Reproduce the stretch of the listing below from its start through the line containing "119 68 L 119", requests included, and offset every number in the answer masks by 56, both the viewBox values and the path coordinates.

=== EXERCISE MATERIALS ===
#####
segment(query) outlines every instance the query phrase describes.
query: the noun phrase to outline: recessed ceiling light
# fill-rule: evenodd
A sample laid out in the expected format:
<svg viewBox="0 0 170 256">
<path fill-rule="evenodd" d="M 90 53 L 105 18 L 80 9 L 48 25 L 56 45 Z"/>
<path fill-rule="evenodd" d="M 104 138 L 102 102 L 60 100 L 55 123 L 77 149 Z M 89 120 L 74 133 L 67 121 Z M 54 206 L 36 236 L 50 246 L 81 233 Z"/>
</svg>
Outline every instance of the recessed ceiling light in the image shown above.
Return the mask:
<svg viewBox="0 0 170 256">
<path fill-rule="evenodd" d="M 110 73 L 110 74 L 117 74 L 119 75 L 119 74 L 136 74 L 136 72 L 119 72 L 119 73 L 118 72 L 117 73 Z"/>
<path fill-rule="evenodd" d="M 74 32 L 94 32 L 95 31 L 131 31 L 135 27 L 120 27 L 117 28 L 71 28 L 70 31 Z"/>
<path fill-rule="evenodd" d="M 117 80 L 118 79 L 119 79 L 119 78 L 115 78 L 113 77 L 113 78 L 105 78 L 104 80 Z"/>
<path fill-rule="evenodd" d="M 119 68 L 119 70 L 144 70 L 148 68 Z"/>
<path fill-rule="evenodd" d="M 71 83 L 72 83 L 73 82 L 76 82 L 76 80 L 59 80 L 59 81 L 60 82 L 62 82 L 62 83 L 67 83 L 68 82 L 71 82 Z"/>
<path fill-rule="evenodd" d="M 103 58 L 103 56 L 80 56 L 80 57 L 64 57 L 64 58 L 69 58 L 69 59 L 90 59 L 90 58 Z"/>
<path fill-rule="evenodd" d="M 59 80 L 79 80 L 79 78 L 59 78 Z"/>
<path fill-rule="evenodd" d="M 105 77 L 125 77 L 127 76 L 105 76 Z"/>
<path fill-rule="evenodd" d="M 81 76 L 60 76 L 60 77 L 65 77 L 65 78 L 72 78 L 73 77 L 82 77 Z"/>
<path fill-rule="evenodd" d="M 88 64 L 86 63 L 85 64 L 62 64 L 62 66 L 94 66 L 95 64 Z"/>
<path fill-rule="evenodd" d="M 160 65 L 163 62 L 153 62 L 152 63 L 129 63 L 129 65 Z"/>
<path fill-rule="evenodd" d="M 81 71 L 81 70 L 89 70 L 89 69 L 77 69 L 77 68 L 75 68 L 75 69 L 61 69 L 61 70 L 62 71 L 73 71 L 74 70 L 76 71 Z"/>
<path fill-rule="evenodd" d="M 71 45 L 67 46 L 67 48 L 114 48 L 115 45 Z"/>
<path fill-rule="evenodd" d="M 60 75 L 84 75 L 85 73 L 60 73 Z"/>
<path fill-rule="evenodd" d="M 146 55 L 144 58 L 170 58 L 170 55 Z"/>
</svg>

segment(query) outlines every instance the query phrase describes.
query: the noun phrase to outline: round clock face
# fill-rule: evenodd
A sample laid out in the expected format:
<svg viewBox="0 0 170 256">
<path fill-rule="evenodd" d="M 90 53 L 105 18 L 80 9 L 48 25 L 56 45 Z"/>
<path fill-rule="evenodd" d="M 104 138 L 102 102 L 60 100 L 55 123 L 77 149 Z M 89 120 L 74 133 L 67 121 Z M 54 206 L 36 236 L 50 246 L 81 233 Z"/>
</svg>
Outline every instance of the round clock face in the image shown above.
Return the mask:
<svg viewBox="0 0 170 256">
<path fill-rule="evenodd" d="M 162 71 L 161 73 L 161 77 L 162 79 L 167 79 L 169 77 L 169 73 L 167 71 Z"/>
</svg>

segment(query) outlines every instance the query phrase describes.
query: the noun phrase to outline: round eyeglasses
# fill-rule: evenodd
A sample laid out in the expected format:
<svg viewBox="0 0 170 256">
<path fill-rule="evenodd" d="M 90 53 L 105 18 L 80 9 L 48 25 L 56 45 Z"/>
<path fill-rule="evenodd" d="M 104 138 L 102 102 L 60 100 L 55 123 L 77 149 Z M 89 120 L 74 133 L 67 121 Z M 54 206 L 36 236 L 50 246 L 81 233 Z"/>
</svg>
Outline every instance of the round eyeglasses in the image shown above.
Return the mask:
#####
=== THE OUTPUT ===
segment(query) outlines every instance the query phrase describes.
query: the noun phrase to outline: recessed ceiling light
# fill-rule: evenodd
A sample laid out in the expected format:
<svg viewBox="0 0 170 256">
<path fill-rule="evenodd" d="M 90 53 L 105 18 L 80 9 L 48 25 L 56 45 Z"/>
<path fill-rule="evenodd" d="M 104 138 L 102 102 L 60 100 L 55 123 L 77 149 Z M 89 120 L 74 133 L 67 121 Z M 54 206 L 36 236 L 50 246 L 81 233 Z"/>
</svg>
Outline every instance of the recessed ceiling light in the image shown above.
Return the mask:
<svg viewBox="56 56 226 312">
<path fill-rule="evenodd" d="M 166 129 L 166 130 L 173 130 L 175 131 L 175 130 L 192 130 L 192 128 L 175 128 L 175 129 L 174 128 L 173 129 Z"/>
<path fill-rule="evenodd" d="M 130 88 L 150 88 L 151 87 L 187 87 L 191 83 L 176 83 L 173 84 L 127 84 L 126 87 Z"/>
<path fill-rule="evenodd" d="M 173 136 L 174 135 L 175 135 L 175 134 L 171 134 L 169 133 L 169 134 L 161 134 L 160 136 Z"/>
<path fill-rule="evenodd" d="M 175 124 L 175 126 L 200 126 L 204 124 Z"/>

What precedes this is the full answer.